*GIVEN INSTRUCTION A*:
In the PHI Group Form 8-K, rename "Zip Code" to "Postal Code" and give back the passage between "(Exact name of" and "since last report)", inclusive.
*GIVEN INSTRUCTION B*:
Please go on with the PHI Group Form 8-K, starting after its last line.

*SELECTED EXCERPT*:
════

UNITED STATES
SECURITIES AND EXCHANGE COMMISSION
Washington, D.C. 20549
FORM 8-K
CURRENT REPORT
Pursuant to Section 13 OR 15(d) of The Securities Exchange Act of 1934
Date of Report (Date of earliest event reported): December 02, 2024
PHI GROUP, INC.
(a/k/a PHILUX GLOBAL GROUP INC.)
(Exact name of registrant as specified in its charter)
Wyoming | | 001-38255-NY | | 90-0114535 |
(State or other jurisdiction | | (Commission | | (IRS Employer |
of incorporation) | | File Number) | | Identification No.) |
17011 Beach Blvd., Suite 900, CA | | 92647 |
(Address of principal executive offices) | | (Zip Code) |
Registrant’s telephone number, including area code: 714-642-0571
N/A
(Former name or former address, if changed since last report)
Check the appropriate box below if the Form 8-K filing is intended to simultaneously satisfy the filing obligation of the registrant under any of the following provisions (see General Instruction A.2. below):
☐ | Written communications pursuant to Rule 425 under the Securities Act (17 CFR 230.425) |
| |
☐ | Soliciting material pursuant to Rule 14a-12 under the Exchange Act (17 CFR 240.14a-12) |
| |
☐ | Precommencement communications pursuant to Rule 14d-2(b) under the Exchange Act (17 CFR 240.14d-2(b)) |
| |
☐ | Precommencement communications pursuant to Rule 13e-4(c) under the Exchange Act (17 CFR 240.13e-4(c)). |
Securities registered pursuant to Section 12(b) of the Act:
Title of each class | | Trading Symbol(s) | | Name of each exchange on which registered |
Common Stock | | PHIL | | OTC Markets |
Indicate by check mark whether the registrant is an emerging growth company as defined in Rule 405 of the Securities Act of 1933 (§230.405 of this chapter) or Rule 12b-2 of the Securities Exchange Act of 1934 (§240.12b-2 of this chapter).
Emerging growth company ☐
If an emerging growth company, indicate by check mark if the registrant has elected not to use the extended transition period for complying with any new or revised financial accounting standards provide pursuant to Section 13(a) of the Exchange Act. ☐
SECTION 8 - OTHER EVENTS
Item 8.01 Other Events.
1. Asset Management Agreement between a ultra-high-net-worth investor group and Philux Global Advisors, Inc., a subsidiary of the registrant.

════

*AVAILABLE DATA*:

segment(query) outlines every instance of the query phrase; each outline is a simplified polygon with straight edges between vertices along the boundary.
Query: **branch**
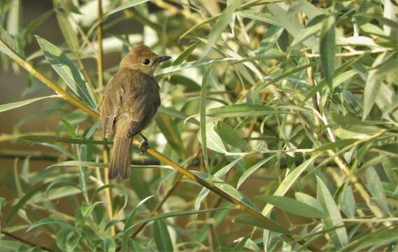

════

*WRITTEN RESPONSE A*:
(Exact name of registrant as specified in its charter)
Wyoming | | 001-38255-NY | | 90-0114535 |
(State or other jurisdiction | | (Commission | | (IRS Employer |
of incorporation) | | File Number) | | Identification No.) |
17011 Beach Blvd., Suite 900, CA | | 92647 |
(Address of principal executive offices) | | (Postal Code) |
Registrant’s telephone number, including area code: 714-642-0571
N/A
(Former name or former address, if changed since last report)

*WRITTEN RESPONSE B*:
On December 2, 2024, Philux Global Advisors, Inc., a subsidiary of the registrant, (the” Investment Manager”), signed an Asset Management Agreement (the “Agreement”) with a ultra-high-net-worth investor group (the “Investor Party”) to manage a total principal amount of Ninety Million United States Dollars (“the Investment Fund”) on behalf of the Investor Party for investment in different transactions to be selected, advised and managed by the Investment Manager for a period of five years, to be automatically renewed for additional five-year periods until termination. According to the Agreement, the Investment Manager shall receive 2% annual management fee of the principal amount and share 30% profits from the Investment Fund. This Agreement replaces and supersedes any and all previous agreement(s), either verbal or written, with the Investor Party mentioned herein.
The Company intends to allocate a large portion of the Investment Fund towards the initial budget for the development and establishment of the Asia Diamond Exchange and the International Financial Center in Vietnam and for the commercialization of the geomagnetic energy program under Philux Global Energy, Inc. The Company expects to have a partial closing before Christmas 2024 and the balance by January 17, 2025.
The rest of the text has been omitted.